__Collected data entries__:
......

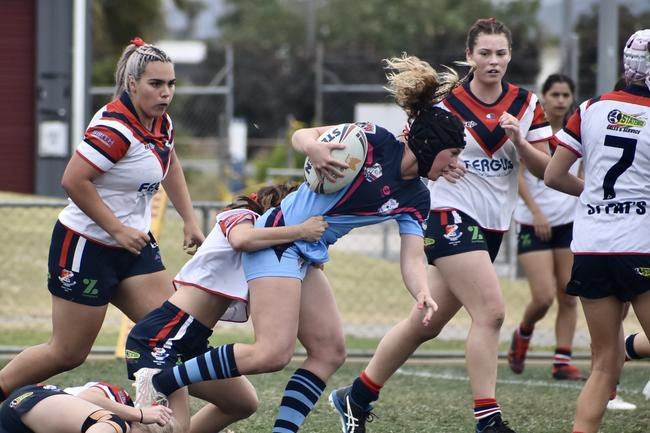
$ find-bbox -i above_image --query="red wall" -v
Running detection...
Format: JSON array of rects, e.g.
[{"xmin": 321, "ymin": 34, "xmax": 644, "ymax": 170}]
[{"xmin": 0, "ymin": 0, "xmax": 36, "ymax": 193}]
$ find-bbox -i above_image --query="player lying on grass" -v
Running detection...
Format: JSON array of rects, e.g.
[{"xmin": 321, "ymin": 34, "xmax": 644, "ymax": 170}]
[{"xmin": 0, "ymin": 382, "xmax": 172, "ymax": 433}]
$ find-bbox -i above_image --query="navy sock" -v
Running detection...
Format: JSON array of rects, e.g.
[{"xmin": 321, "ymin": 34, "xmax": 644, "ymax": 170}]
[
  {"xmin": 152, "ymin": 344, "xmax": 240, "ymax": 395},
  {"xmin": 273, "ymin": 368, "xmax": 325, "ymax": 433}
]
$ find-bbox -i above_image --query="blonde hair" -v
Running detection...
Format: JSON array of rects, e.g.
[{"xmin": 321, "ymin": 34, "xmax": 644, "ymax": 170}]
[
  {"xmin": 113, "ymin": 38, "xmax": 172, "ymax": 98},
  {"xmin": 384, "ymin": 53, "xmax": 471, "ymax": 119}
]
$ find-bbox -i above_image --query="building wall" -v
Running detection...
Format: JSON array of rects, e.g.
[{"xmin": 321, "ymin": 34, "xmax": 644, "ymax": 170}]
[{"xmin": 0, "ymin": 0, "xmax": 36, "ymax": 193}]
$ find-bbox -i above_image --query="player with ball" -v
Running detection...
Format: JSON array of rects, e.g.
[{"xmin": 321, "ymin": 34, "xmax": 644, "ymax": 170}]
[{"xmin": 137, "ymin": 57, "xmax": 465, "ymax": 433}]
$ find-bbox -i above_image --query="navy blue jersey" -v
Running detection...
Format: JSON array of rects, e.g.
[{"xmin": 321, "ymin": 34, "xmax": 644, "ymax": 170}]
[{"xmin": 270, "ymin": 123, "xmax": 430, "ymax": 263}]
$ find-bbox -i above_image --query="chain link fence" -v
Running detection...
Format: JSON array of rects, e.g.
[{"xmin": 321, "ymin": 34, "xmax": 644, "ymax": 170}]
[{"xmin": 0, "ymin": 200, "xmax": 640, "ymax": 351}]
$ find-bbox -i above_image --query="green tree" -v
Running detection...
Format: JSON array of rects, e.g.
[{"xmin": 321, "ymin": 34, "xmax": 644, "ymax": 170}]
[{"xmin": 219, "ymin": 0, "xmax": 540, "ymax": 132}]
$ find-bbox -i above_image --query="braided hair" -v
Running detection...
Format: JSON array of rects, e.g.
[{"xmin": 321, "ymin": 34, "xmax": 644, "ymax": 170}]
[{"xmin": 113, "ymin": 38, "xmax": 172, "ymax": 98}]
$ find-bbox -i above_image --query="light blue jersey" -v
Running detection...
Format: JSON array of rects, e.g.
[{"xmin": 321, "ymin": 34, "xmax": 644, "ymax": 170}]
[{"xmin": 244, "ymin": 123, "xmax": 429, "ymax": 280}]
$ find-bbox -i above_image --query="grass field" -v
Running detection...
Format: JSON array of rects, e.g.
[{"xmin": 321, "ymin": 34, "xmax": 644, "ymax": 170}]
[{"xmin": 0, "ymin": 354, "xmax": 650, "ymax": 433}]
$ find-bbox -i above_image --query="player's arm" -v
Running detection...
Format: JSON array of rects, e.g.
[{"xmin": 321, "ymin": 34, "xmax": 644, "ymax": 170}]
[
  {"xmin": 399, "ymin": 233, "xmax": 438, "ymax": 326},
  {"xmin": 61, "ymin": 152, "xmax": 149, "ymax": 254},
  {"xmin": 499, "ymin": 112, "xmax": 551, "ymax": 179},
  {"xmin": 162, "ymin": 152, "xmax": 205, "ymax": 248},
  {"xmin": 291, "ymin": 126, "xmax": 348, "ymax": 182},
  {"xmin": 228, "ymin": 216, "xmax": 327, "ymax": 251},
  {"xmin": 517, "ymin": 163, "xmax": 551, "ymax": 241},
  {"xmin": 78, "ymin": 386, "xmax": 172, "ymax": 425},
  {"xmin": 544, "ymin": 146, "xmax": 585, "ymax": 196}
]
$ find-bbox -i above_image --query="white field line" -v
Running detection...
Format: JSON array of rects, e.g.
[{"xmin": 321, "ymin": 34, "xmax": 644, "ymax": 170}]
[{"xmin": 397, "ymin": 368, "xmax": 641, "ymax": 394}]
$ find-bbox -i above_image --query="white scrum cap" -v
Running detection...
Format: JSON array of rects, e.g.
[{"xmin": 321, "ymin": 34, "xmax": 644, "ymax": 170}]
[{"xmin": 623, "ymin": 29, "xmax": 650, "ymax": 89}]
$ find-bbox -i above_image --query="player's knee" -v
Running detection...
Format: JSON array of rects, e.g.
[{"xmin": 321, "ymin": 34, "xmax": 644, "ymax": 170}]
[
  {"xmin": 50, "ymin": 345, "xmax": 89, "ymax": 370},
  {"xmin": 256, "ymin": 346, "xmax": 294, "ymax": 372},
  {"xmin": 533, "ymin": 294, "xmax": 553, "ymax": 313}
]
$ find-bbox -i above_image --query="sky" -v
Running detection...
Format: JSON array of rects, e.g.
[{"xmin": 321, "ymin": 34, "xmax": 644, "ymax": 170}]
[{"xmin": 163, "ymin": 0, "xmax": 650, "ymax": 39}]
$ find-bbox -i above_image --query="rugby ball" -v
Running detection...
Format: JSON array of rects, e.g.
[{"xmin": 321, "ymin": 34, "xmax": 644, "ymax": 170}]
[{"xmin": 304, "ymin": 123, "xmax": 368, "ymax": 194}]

......

__The problem__: Return all of the entries exactly as written, but drop any pictures they hold.

__Result__:
$ find-bbox -i above_image --query="red wall" -v
Running detection...
Format: JSON array of rects, e.g.
[{"xmin": 321, "ymin": 34, "xmax": 644, "ymax": 170}]
[{"xmin": 0, "ymin": 0, "xmax": 36, "ymax": 193}]
$ find-bbox -i above_image --query="player lying on grass" -v
Running detection...
Format: JSON array of rects, e.g.
[{"xmin": 321, "ymin": 34, "xmax": 644, "ymax": 170}]
[{"xmin": 0, "ymin": 382, "xmax": 172, "ymax": 433}]
$ find-bbox -i above_image --query="navy sock" -v
Running detection...
Format: JSON array of rects, e.g.
[{"xmin": 321, "ymin": 34, "xmax": 644, "ymax": 170}]
[
  {"xmin": 152, "ymin": 344, "xmax": 240, "ymax": 395},
  {"xmin": 273, "ymin": 368, "xmax": 325, "ymax": 433}
]
$ find-bbox -i above_image --query="blonde hair" -v
Running detection...
Format: JSON array of rects, e.g.
[{"xmin": 321, "ymin": 34, "xmax": 644, "ymax": 170}]
[
  {"xmin": 113, "ymin": 38, "xmax": 172, "ymax": 98},
  {"xmin": 384, "ymin": 53, "xmax": 471, "ymax": 119}
]
$ find-bbox -i above_image --query="building wall" -v
Running detection...
Format: JSON array of rects, e.g.
[{"xmin": 321, "ymin": 34, "xmax": 644, "ymax": 170}]
[{"xmin": 0, "ymin": 0, "xmax": 36, "ymax": 193}]
$ find-bbox -i above_image --query="player with ball" -v
Running detection...
Format: JSON array of rects, e.g.
[{"xmin": 321, "ymin": 34, "xmax": 644, "ymax": 170}]
[{"xmin": 137, "ymin": 57, "xmax": 465, "ymax": 433}]
$ find-bbox -i above_image --query="navy blue jersey" -v
Running detection...
Format: JSON array of rects, e.g.
[{"xmin": 321, "ymin": 34, "xmax": 644, "ymax": 170}]
[{"xmin": 270, "ymin": 123, "xmax": 430, "ymax": 263}]
$ find-bbox -i above_image --query="chain link fence" -v
Running detection...
Format: JSON array of rects, e.g.
[{"xmin": 321, "ymin": 34, "xmax": 644, "ymax": 170}]
[{"xmin": 0, "ymin": 200, "xmax": 640, "ymax": 351}]
$ find-bbox -i above_image --query="green tree" -v
Running detection...
Format: JSON array of rects, e.g.
[{"xmin": 321, "ymin": 34, "xmax": 644, "ymax": 170}]
[{"xmin": 219, "ymin": 0, "xmax": 540, "ymax": 132}]
$ find-bbox -i above_image --query="braided hair" -v
Running detection...
Format: JSON array of rects, e.g.
[{"xmin": 321, "ymin": 34, "xmax": 644, "ymax": 170}]
[{"xmin": 113, "ymin": 38, "xmax": 172, "ymax": 98}]
$ find-bbox -i above_image --query="light blue jersey" -v
Running detection...
Format: JSON array of rects, e.g.
[{"xmin": 321, "ymin": 34, "xmax": 644, "ymax": 170}]
[{"xmin": 244, "ymin": 123, "xmax": 429, "ymax": 280}]
$ find-bbox -i above_image --query="grass field" -v
Running detection...
Format: JSON array of rects, e.g.
[{"xmin": 321, "ymin": 34, "xmax": 644, "ymax": 170}]
[{"xmin": 0, "ymin": 354, "xmax": 650, "ymax": 433}]
$ find-bbox -i above_image --query="player's arm" -v
Running detection...
Format: JSON array of rects, e.g.
[{"xmin": 321, "ymin": 34, "xmax": 644, "ymax": 170}]
[
  {"xmin": 399, "ymin": 233, "xmax": 438, "ymax": 326},
  {"xmin": 61, "ymin": 152, "xmax": 149, "ymax": 254},
  {"xmin": 499, "ymin": 112, "xmax": 551, "ymax": 179},
  {"xmin": 162, "ymin": 152, "xmax": 205, "ymax": 248},
  {"xmin": 291, "ymin": 126, "xmax": 348, "ymax": 182},
  {"xmin": 228, "ymin": 216, "xmax": 327, "ymax": 251},
  {"xmin": 517, "ymin": 163, "xmax": 551, "ymax": 241},
  {"xmin": 78, "ymin": 386, "xmax": 172, "ymax": 425},
  {"xmin": 544, "ymin": 146, "xmax": 585, "ymax": 196}
]
$ find-bbox -i above_image --query="white field line" -v
Running detection...
Format: JSON array of rects, e.g.
[{"xmin": 321, "ymin": 34, "xmax": 644, "ymax": 170}]
[{"xmin": 397, "ymin": 368, "xmax": 641, "ymax": 394}]
$ find-bbox -i above_image --query="white scrum cap" -v
Running detection...
Format: JSON array of rects, e.g.
[{"xmin": 321, "ymin": 34, "xmax": 644, "ymax": 170}]
[{"xmin": 623, "ymin": 29, "xmax": 650, "ymax": 89}]
$ find-bbox -i above_image --query="player's knee" -v
Running detection...
Format: JSON array of rects, e.g.
[{"xmin": 321, "ymin": 34, "xmax": 644, "ymax": 170}]
[
  {"xmin": 50, "ymin": 345, "xmax": 89, "ymax": 370},
  {"xmin": 256, "ymin": 346, "xmax": 294, "ymax": 372},
  {"xmin": 533, "ymin": 294, "xmax": 553, "ymax": 313}
]
$ find-bbox -i above_image --query="sky" -v
Running detection...
Format: JSON array of rects, e.g.
[{"xmin": 321, "ymin": 34, "xmax": 644, "ymax": 170}]
[{"xmin": 163, "ymin": 0, "xmax": 650, "ymax": 39}]
$ find-bbox -i above_image --query="rugby ball" -v
Running detection...
Format: JSON array of rects, e.g.
[{"xmin": 321, "ymin": 34, "xmax": 644, "ymax": 170}]
[{"xmin": 304, "ymin": 123, "xmax": 368, "ymax": 194}]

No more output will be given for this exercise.